Point de vue sur les agro-carburant : le mirage de "l'or vert"

Pascal Dacheux, éleveur-agriculteur bio, Vice-Président (« les Verts ») de la région Picardie, en charge de l’environnement et de l’agriculture:

 

 

 

Or vert, agro ressources, biocarburant : carburants, plastiques, matériaux de construction seront tous renouvelables et biodégradables nous dit on. Nous sommes à l’aube de ce monde durable que décrivent toutes les interventions des hommes publics : politiques, scientifiques, décideurs et chefs d’entreprises.
L’espoir suscité est réel, mais il paraît nécessaire de relativiser ces propos.

Cet avenir est en effet tributaire d’une agriculture durable. À ce sujet, le premier objectif de l’agriculture est alimentaire. Si dans les pays développés nous produisons plus que nous ne consommons, ce n’est pas le cas partout, et certains géants démographiques seront aussi de gros consommateurs de ressources pour nourrir leur population.

Le développement des agro ressources dépend donc de la différence entre la production et la consommation alimentaire. Il dépend aussi du potentiel agricole aujourd’hui et demain, et là, les inquiétudes sont grandes. Une agriculture durable dépend de cinq facteurs essentiels : le sol, le climat, la biodiversité, les semences et les hommes, sans eux, rien n’est envisageable.

Le sol, formé à l’échelle géologique, disparaît à une vitesse aussi rapide qu’il lui a fallu de temps pour s’accumuler. La boulimie d’espace pour les infrastructures est énorme et ce sont les plaines les plus fertiles qui sont les premières concernées. En montagne par exemple, ce sont les vallées qui supportent les servitudes.

En outre, l’élévation prévue du niveau de la mer contribuera à la disparition des terres fertiles et à leur érosion ainsi qu’à des mouvements de population qui grignoteront encore l’espace productif.

Une autre inquiétude est liée à l’érosion consécutive à l’agrandissement de la taille des parcelles et la disparition d’un couvert pérenne qui protège le sol. C’est aussi l’appauvrissement en humus qui déstructure les sols et aggrave les effets hydrauliques et éoliens. Les pays tropicaux sont très concernés, mais la France l’est aussi.

++++++++++

Parties de l'exercice
1. Citez à l'identique tout le passage du texte sur les agrocarburants, depuis « Cet avenir est » jusqu'à « rien n’est envisageable. ».
2. Répondez aux questions suivantes à partir du texte sur les agrocarburants.
(a) Quel est le premier objectif de l'agriculture ?
(b) Quels sont les cinq facteurs essentiels dont dépend une agriculture durable ?
(c) En montagne, quelles zones supportent les servitudes ?
Le matériel qui suit est indépendant du texte sur les agrocarburants.

++++++++++

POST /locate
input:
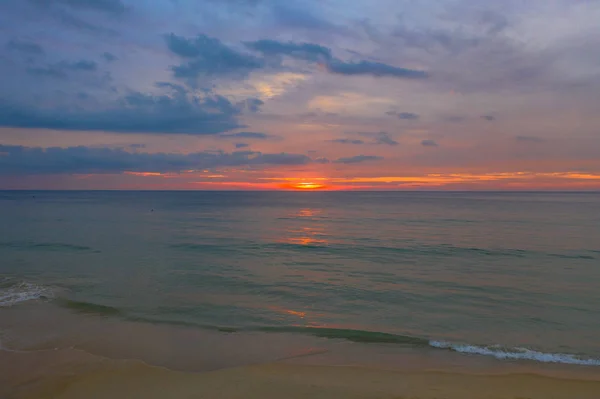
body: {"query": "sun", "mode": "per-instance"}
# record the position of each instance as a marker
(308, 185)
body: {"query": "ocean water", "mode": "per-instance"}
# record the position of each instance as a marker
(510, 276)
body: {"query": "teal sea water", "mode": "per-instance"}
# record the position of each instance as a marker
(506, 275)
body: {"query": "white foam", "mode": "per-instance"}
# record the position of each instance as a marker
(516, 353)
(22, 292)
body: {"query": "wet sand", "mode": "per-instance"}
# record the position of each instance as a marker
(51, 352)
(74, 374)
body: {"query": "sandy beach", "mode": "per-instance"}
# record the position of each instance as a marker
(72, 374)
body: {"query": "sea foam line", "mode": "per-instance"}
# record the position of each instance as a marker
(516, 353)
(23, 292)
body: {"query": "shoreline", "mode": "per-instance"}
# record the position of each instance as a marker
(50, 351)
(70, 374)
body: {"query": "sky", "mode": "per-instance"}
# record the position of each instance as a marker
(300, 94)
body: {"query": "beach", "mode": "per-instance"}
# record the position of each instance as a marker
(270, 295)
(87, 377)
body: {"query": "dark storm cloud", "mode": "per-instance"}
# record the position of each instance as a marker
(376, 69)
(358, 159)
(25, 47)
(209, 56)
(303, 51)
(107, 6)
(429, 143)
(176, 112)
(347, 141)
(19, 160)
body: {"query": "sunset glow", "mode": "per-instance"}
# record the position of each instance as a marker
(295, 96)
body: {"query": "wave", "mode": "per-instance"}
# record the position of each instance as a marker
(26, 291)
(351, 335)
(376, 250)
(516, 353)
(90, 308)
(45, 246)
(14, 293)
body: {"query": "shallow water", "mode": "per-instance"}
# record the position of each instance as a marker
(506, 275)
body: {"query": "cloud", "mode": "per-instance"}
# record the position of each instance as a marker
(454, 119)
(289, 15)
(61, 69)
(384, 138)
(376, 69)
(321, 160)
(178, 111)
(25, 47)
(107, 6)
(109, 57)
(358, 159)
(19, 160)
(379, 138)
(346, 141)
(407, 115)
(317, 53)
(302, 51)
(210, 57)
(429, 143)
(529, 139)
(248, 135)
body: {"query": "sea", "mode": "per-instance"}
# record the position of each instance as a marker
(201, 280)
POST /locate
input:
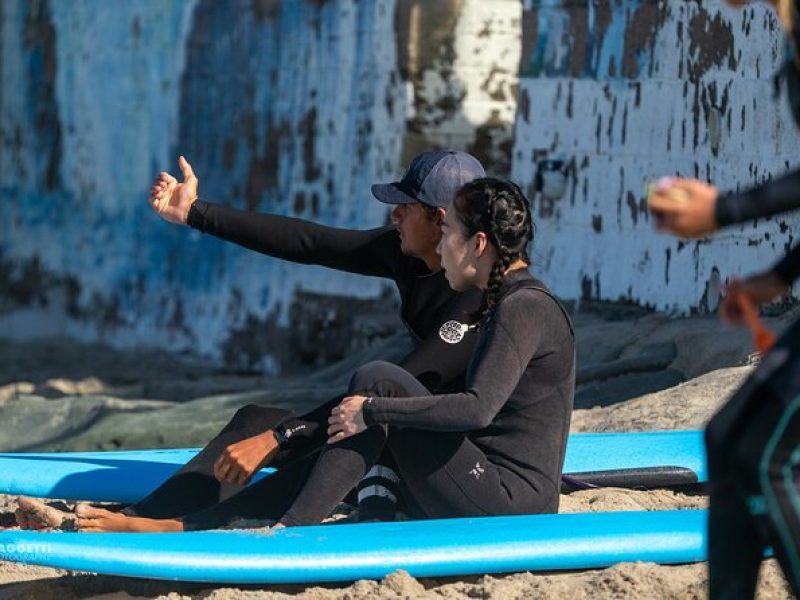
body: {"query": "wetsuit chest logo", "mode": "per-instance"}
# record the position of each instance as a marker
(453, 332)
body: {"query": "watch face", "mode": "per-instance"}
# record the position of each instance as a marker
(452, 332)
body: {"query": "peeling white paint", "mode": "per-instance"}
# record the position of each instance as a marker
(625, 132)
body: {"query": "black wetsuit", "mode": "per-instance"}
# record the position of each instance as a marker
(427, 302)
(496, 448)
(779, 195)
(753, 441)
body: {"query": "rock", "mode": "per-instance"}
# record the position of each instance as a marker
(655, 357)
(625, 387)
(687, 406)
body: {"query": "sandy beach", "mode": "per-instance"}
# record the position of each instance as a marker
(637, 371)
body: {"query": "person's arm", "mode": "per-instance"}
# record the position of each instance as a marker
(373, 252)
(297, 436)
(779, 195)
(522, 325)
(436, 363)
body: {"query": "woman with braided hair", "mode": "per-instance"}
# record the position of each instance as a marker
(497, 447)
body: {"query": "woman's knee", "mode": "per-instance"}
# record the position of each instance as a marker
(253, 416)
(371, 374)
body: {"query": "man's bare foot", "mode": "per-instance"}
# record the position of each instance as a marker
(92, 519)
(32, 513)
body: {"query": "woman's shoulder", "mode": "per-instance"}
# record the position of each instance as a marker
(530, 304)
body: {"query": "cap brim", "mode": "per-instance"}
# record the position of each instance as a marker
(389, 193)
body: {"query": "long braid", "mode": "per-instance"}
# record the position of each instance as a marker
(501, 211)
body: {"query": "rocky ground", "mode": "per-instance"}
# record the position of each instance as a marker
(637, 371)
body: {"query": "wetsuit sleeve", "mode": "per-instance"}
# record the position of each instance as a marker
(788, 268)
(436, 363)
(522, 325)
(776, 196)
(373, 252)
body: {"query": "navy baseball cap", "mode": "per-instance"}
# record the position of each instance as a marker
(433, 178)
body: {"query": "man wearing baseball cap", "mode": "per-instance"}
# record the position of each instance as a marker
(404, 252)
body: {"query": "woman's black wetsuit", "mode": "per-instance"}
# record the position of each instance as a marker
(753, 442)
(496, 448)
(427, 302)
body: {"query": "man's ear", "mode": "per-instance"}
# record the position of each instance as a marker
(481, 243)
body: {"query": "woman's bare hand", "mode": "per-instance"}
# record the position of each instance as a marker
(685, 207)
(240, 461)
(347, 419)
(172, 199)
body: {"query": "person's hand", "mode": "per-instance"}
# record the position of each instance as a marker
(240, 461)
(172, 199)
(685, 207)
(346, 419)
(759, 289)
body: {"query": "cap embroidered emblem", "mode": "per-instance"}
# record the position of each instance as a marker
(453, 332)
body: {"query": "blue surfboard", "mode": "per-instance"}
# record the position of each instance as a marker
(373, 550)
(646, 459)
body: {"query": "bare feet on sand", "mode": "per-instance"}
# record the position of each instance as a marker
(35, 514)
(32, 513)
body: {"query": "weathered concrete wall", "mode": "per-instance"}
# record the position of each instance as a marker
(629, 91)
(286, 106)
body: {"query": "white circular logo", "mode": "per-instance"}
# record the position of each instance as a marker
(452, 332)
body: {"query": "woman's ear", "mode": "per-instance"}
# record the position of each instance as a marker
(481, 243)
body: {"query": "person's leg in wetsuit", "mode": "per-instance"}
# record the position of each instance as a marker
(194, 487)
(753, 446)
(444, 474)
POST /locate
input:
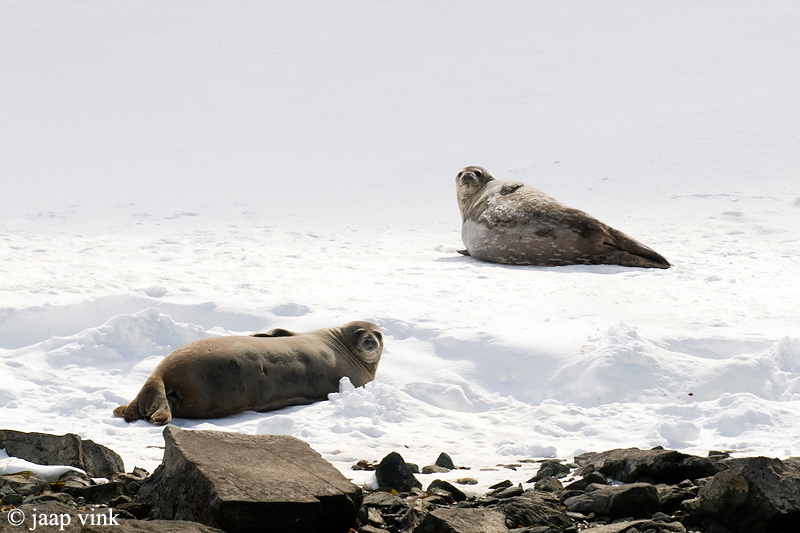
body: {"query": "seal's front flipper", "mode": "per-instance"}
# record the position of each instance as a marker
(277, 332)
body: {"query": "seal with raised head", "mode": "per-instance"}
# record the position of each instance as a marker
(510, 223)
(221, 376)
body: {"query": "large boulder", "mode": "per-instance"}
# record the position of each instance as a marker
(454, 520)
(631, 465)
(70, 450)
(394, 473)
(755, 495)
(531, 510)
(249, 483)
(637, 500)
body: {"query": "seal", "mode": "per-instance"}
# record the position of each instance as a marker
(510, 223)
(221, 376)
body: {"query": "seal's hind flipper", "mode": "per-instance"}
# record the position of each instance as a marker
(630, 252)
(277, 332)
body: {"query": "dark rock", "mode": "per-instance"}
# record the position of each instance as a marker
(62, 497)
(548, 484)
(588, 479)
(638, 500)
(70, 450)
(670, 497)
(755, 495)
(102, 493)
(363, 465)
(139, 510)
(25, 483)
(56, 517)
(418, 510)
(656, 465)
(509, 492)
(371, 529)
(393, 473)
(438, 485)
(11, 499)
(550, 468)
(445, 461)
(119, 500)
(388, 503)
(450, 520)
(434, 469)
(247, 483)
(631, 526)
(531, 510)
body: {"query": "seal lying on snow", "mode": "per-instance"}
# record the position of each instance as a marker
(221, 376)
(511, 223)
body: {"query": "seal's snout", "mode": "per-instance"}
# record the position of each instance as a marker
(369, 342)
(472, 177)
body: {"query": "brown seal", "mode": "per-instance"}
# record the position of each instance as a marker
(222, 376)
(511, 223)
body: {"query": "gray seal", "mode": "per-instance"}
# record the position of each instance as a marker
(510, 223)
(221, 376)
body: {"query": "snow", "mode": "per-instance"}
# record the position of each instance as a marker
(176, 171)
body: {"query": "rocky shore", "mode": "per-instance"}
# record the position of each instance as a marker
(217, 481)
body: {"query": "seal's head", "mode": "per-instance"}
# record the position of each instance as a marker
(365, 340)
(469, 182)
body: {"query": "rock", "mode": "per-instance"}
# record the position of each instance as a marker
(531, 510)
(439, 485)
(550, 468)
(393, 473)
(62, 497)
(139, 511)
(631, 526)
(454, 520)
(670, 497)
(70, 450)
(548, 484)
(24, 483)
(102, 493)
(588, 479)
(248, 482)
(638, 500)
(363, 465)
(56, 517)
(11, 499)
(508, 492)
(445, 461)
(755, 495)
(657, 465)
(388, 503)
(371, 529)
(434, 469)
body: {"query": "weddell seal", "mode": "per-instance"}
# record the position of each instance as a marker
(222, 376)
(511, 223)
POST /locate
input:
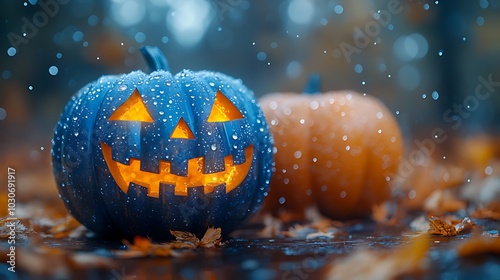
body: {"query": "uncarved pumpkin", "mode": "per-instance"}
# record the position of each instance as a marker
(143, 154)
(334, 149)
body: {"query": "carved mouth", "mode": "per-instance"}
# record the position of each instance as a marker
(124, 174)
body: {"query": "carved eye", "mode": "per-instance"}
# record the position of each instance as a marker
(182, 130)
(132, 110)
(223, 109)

++++++++++

Liste des réponses
1.
Cet avenir est en effet tributaire d’une agriculture durable. À ce sujet, le premier objectif de l’agriculture est alimentaire. Si dans les pays développés nous produisons plus que nous ne consommons, ce n’est pas le cas partout, et certains géants démographiques seront aussi de gros consommateurs de ressources pour nourrir leur population.

Le développement des agro ressources dépend donc de la différence entre la production et la consommation alimentaire. Il dépend aussi du potentiel agricole aujourd’hui et demain, et là, les inquiétudes sont grandes. Une agriculture durable dépend de cinq facteurs essentiels : le sol, le climat, la biodiversité, les semences et les hommes, sans eux, rien n’est envisageable.

2.
(a) Le premier objectif de l'agriculture est alimentaire.
(b) Le sol, le climat, la biodiversité, les semences et les hommes.
(c) Les vallées.